> [WHAT IS BEING ASKED] Only the pictures are to be dropped; return all other data below exactly.

Start of RECORD EXTRACTS

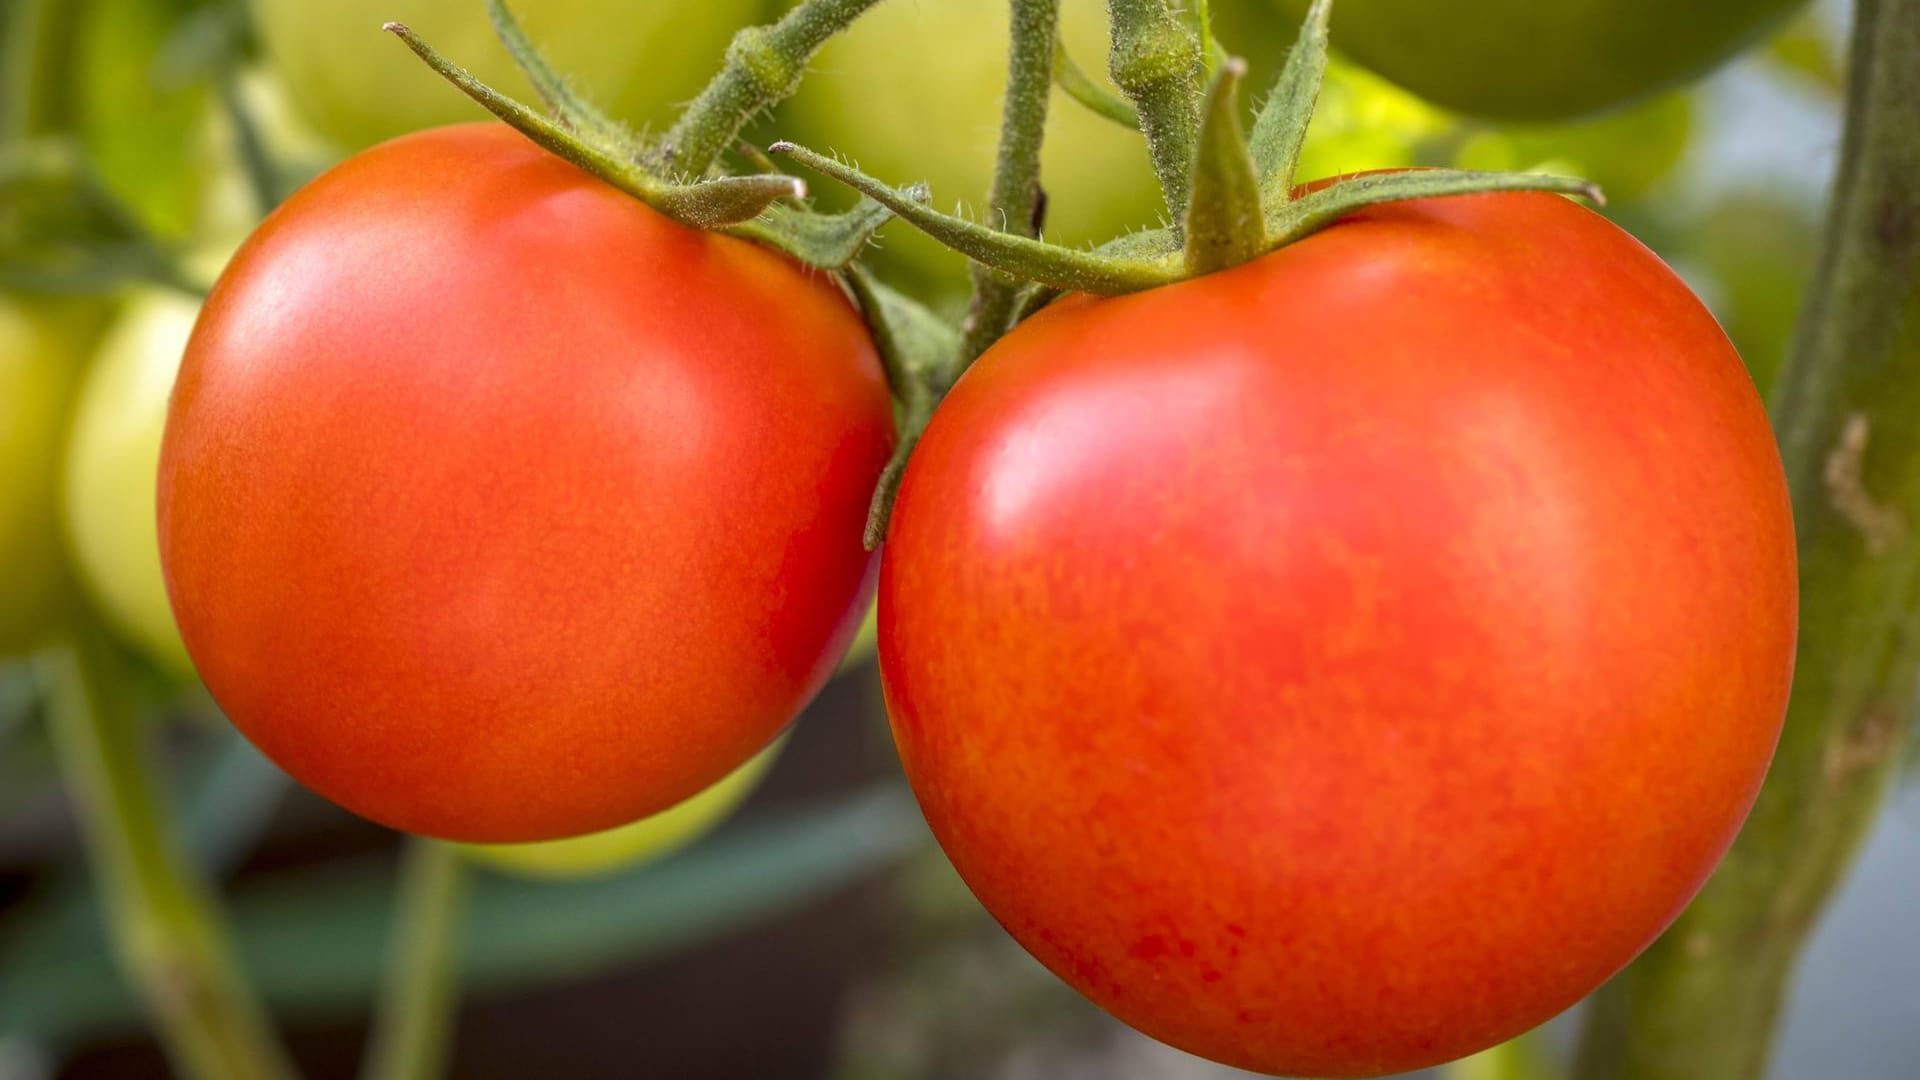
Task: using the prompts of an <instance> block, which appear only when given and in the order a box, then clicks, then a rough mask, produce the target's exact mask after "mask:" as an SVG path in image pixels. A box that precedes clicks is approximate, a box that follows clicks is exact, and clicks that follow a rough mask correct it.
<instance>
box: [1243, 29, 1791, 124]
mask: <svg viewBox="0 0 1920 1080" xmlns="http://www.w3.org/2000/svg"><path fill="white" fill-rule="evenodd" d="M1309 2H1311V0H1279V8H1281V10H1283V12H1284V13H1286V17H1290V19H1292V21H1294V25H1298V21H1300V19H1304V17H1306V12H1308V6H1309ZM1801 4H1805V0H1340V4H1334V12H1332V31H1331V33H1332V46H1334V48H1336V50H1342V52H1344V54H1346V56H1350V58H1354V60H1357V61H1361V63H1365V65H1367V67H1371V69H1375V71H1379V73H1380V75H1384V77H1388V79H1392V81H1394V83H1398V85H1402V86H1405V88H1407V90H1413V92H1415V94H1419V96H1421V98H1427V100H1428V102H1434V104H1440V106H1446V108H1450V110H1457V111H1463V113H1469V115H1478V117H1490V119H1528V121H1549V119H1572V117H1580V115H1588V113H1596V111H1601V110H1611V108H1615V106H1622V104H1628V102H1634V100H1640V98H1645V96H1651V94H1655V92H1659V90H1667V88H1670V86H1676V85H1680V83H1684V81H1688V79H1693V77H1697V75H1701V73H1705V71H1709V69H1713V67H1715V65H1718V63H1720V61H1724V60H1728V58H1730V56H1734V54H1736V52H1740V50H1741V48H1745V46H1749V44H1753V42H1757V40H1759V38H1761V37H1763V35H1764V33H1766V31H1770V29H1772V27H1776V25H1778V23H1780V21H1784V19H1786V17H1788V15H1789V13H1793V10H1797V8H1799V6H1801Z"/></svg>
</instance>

End of RECORD EXTRACTS

> [RESPONSE]
Task: using the prompts of an <instance> block, which appear only when given and in the order a box, then clicks, then a rough mask, produce the target's exact mask after "mask:" as an SVG path in image pixels. A box that precedes clicks is approximate, a box that follows clicks is exact, and clicks that follow a rough mask correct it.
<instance>
box: [1243, 29, 1791, 124]
mask: <svg viewBox="0 0 1920 1080" xmlns="http://www.w3.org/2000/svg"><path fill="white" fill-rule="evenodd" d="M1309 2H1311V0H1279V8H1281V10H1283V12H1284V13H1286V17H1290V19H1292V21H1294V25H1298V21H1300V19H1304V17H1306V12H1308V6H1309ZM1801 4H1805V0H1340V4H1334V12H1332V31H1331V33H1332V46H1334V48H1336V50H1342V52H1344V54H1346V56H1350V58H1354V60H1357V61H1361V63H1365V65H1367V67H1371V69H1375V71H1379V73H1380V75H1384V77H1388V79H1392V81H1394V83H1398V85H1402V86H1405V88H1407V90H1413V92H1415V94H1419V96H1421V98H1427V100H1428V102H1434V104H1440V106H1446V108H1450V110H1457V111H1463V113H1469V115H1478V117H1490V119H1528V121H1549V119H1572V117H1580V115H1588V113H1596V111H1601V110H1611V108H1615V106H1622V104H1628V102H1634V100H1640V98H1645V96H1651V94H1655V92H1659V90H1667V88H1670V86H1676V85H1680V83H1684V81H1688V79H1693V77H1697V75H1701V73H1705V71H1709V69H1713V67H1715V65H1718V63H1720V61H1724V60H1728V58H1730V56H1734V54H1736V52H1740V50H1741V48H1745V46H1749V44H1753V42H1757V40H1759V38H1761V37H1763V35H1764V33H1766V31H1770V29H1772V27H1776V25H1778V23H1780V21H1784V19H1786V17H1788V15H1789V13H1793V10H1797V8H1799V6H1801Z"/></svg>
</instance>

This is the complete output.